Scale the lines from the one containing "tree that the sensor captured." through the last line, repeating the requests unchanged and multiplying every box coordinate in the answers by 2.1. Round each result to a whole number, with halves rounded up.

____ DATA

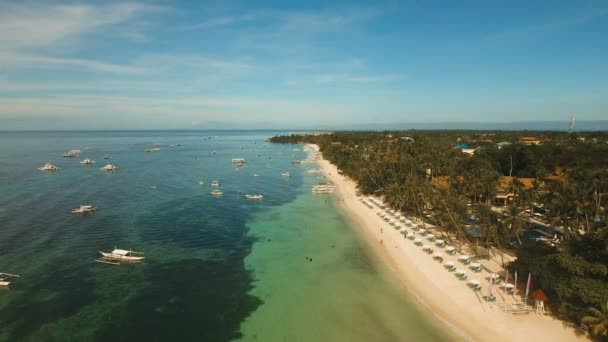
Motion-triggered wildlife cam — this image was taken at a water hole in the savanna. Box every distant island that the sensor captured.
[269,130,608,340]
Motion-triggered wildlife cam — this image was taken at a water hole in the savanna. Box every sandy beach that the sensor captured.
[311,145,585,341]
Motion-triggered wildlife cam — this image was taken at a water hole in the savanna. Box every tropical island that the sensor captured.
[270,131,608,340]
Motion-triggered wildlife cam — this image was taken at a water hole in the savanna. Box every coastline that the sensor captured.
[310,145,585,341]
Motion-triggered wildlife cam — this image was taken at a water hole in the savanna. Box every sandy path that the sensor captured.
[313,145,584,341]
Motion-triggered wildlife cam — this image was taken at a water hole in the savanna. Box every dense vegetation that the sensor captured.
[271,131,608,336]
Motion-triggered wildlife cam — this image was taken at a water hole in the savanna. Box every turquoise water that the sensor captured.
[0,131,442,341]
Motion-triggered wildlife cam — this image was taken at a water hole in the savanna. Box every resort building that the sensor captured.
[521,137,542,145]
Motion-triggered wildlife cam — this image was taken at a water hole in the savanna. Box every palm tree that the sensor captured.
[581,302,608,337]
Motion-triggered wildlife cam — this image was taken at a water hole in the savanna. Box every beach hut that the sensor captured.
[433,252,443,261]
[443,260,456,272]
[454,268,467,280]
[489,273,502,285]
[458,255,471,265]
[532,289,549,315]
[469,279,481,291]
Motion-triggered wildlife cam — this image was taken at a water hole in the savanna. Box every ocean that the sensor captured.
[0,131,445,341]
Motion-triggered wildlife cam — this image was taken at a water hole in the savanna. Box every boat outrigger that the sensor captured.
[95,248,144,265]
[72,205,97,214]
[0,273,19,286]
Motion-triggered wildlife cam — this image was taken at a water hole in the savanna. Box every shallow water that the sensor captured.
[0,131,441,341]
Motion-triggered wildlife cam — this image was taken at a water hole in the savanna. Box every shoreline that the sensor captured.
[310,145,585,341]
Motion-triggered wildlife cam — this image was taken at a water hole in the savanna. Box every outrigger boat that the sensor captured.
[72,205,97,214]
[38,163,59,171]
[63,150,81,158]
[80,159,95,165]
[100,164,118,172]
[95,247,144,265]
[0,273,19,286]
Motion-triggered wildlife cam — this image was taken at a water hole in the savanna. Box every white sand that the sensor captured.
[313,145,584,342]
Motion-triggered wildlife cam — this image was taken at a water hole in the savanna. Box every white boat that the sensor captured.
[0,273,19,286]
[63,150,81,158]
[72,205,97,214]
[100,164,118,171]
[95,248,144,265]
[38,163,59,171]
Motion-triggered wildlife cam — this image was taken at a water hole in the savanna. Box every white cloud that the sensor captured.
[179,14,257,31]
[0,2,163,51]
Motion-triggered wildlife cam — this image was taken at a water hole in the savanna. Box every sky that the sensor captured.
[0,0,608,130]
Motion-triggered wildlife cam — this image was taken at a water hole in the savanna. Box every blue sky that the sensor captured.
[0,0,608,130]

________

* [ANSWER BELOW]:
Motion-triggered wildlife cam — this image was taken at a water hole in the savanna. Box every palm tree that the sensor captured.
[1220,634,1277,708]
Motion-triggered wildlife cam — this image was taken at a water hole in the savanna. Box every beach hut that the sensor captured.
[909,529,930,548]
[930,546,958,571]
[953,563,981,588]
[1027,573,1054,599]
[962,536,989,557]
[1117,607,1153,662]
[985,586,1010,611]
Motion-triggered wildlife cam — this image was taken at a water hole in the savanna. Box every ocean that the sensor captured.
[0,275,935,716]
Motion-triggered wildlife cam — this image was taken at a water hole in the savanna. Box every boat outrigger that the sensor captured.
[200,521,302,557]
[151,431,204,449]
[0,573,40,601]
Motion-triggered wildlife cam — this image was taken at a water hole in the savanna. Box every shallow water that the sensor captured.
[0,275,926,716]
Motion-triggered wildlife cam — this image was taken at a water hole in the savanna. Box every shoreline that the sensor captured.
[651,305,1229,716]
Motion-triggered wildlife cam — this image was taken at a water hole in the savanna. Box every outrigger boat that the sensor captured.
[151,431,204,449]
[80,342,124,359]
[132,315,170,332]
[168,334,200,347]
[210,344,248,361]
[200,519,302,557]
[0,573,40,601]
Motion-triggered wildlife cam — this image was taken at a water hole in the savanna. Box every white sand that the sensor captured.
[657,305,1226,718]
Motion-triggered wildlife cam — this image was taken at a water hole in the savanna. Box every white boat that the sensor captured.
[0,573,40,601]
[132,315,170,332]
[151,431,204,449]
[210,344,248,359]
[200,521,302,557]
[80,342,124,359]
Motion-triggered wildlife cam — this image was taken at a water hole in the savanna. Box every white cloud that the sensor captured.
[376,29,540,65]
[0,4,342,107]
Motion-triggered wildlife cam — this image was taken at a water hole in the savanna. Box every sky that the sensor captured.
[0,0,1277,273]
Motion-triggered wildlife cam — this image was taken at a water hole in the savanna. Box every blue sky that the sensor captured.
[0,0,1277,273]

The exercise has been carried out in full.